Archie Miller
Photo by Mike Schumann / The Daily Hoosier

IU basketball: The real cost of Archie Miller’s buyout would be tied to his next job

Here we go again with the B word.

IU basketball has lost four of its last five games, with the losses coming by an average of more than 13 points per contest.  In the month of February, when good college basketball teams find answers, Archie Miller’s Hoosiers are once again struggling.  Miller is now just 12-17 during this critical month during his time in Bloomington, and he is 33-42 overall in Big Ten games.

Now four years into his tenure, Miller has yet to finish above .500 in the Big Ten in any season, and understandably, many are seriously questioning his continuing viability as the leader of the Indiana program.

When former IU head coach Tom Crean was on the hot seat, at the time Director of Athletics Fred Glass said repeatedly that Crean’s contract buyout terms would not play a meaningful role in any retention or fire decision.  That is a position Glass has restated on multiple occasions since he pulled the plug on the Crean tenure as well.

Once again, the buyout clause of the Indiana men’s head basketball coach’s contract has become a hot topic.

Based on our review of the terms of Archie Miller’s contract, he is entitled to a roughly $10.35 million buyout if he is fired at the end of the 2020-21 season.  That is a large number that you have probably seen in the headlines recently.  If Indiana were to fire Miller after the 2021-22 season, the buyout figure can drop to approximately $3.475 million both because he would have just two years left on his contract, and the buyout clause only requires that IU pay Miller 50 percent of his total compensation still due under the contract if he is terminated without cause after March 31, 2022.

While those are the headline figures you have likely seen, they do not represent the actual amounts Indiana would ever reasonably expect to be required to pay Miller under his contract.

Directly following the buyout clause in Miller’s contract is a mitigation clause.  Under the terms of that section, Miller is required to seek out comparable employment upon termination, and Indiana’s buyout obligations to Miller shrink dollar-for-dollar for everything he earns during the remaining life of his IU contract, which ends on March 31, 2024.  A comparable employment position includes employment as a head or assistant basketball coach, as well as media, athletic department, or similar athletics related roles.

Material provided:
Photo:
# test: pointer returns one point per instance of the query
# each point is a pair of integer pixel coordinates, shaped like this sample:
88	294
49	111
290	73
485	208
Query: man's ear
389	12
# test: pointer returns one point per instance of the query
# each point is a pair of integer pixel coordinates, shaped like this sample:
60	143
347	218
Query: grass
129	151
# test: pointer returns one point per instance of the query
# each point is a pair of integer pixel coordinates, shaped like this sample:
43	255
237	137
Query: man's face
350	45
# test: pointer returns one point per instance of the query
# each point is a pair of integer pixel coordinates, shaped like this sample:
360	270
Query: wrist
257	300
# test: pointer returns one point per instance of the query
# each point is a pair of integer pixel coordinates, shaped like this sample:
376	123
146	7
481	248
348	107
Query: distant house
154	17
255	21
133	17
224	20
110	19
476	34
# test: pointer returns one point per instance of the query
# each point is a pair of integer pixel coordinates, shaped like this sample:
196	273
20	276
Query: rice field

What is being asked: Can you carry on the article about Archie Miller's buyout, starting right after its last paragraph?

Answer to this task:
It is important to also note that any buyout payment to Miller would not be made in a lump sum upon termination.  The contract calls for monthly payments over the remaining life of the contract.

So a $10.35 million obligation would be an annual $3.45 million hit for the University before any mitigation.  But again, any income earned by Miller during the next three years would be offset against that obligation.  So if hypothetically, Miller returned to his home state and took the Penn State job at a $2 million per year rate, IU’s annual obligation would drop to $1.45 million per year, and $4.35 million in total.  Still not an insignificant number, but obviously less than half of the headline number.  Miller could obviously earn more — a salary like Crean’s $3.2 million at Georgia would nearly wipe out IU’s entire current obligation — and he could obviously earn less.

If Indiana were to wait until after the 2021-22 season to terminate Miller, his obtaining a new coaching contract worth just over $1.7 million per year would completely wipe out IU’s buyout obligation.  Obviously there is still less overall cost and risk if Indiana waits another year.  But the mitigation terms help explain why Glass wasn’t overly concerned about Crean’s buyout, and why Miller’s buyout likely is relevant but not determinative for current IU AD Scott Dolson.  And of course Dolson, who is well connected in fundraising circles, could likely find some assistance with the eventual cost.

One risk to IU is that, like Crean, Miller could decide to take a year off from coaching and take a lower paying media job in the interim.  While possible, that is an isolated financial risk that IU faces whether it terminates Miller now or next year.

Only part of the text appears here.